[Stored items from a collection]
┌──
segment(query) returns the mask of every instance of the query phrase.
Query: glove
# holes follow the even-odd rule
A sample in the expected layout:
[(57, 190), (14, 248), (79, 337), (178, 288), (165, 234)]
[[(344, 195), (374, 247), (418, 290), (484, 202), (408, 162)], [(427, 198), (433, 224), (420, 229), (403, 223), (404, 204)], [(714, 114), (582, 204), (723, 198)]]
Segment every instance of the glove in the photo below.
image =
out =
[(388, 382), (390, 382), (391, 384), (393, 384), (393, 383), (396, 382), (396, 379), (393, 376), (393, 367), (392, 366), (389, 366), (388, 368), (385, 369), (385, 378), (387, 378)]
└──
_To be done_. Could you rewrite the lines above with every "glove" changed to "mitten" and nothing else altered?

_Written response_.
segment(query) returns the mask of every instance of the query phrase.
Query: mitten
# holes follow the even-odd rule
A sample in the expected layout:
[(57, 190), (14, 248), (79, 337), (178, 288), (165, 234)]
[[(344, 195), (374, 247), (418, 290), (484, 202), (408, 162)], [(427, 198), (433, 224), (420, 229), (403, 223), (404, 204)], [(714, 114), (582, 204), (723, 198)]]
Segment every instance of the mitten in the photo below.
image =
out =
[(388, 382), (390, 382), (391, 384), (393, 384), (393, 383), (396, 382), (396, 379), (393, 376), (393, 367), (392, 366), (389, 366), (388, 368), (385, 369), (385, 378), (387, 378)]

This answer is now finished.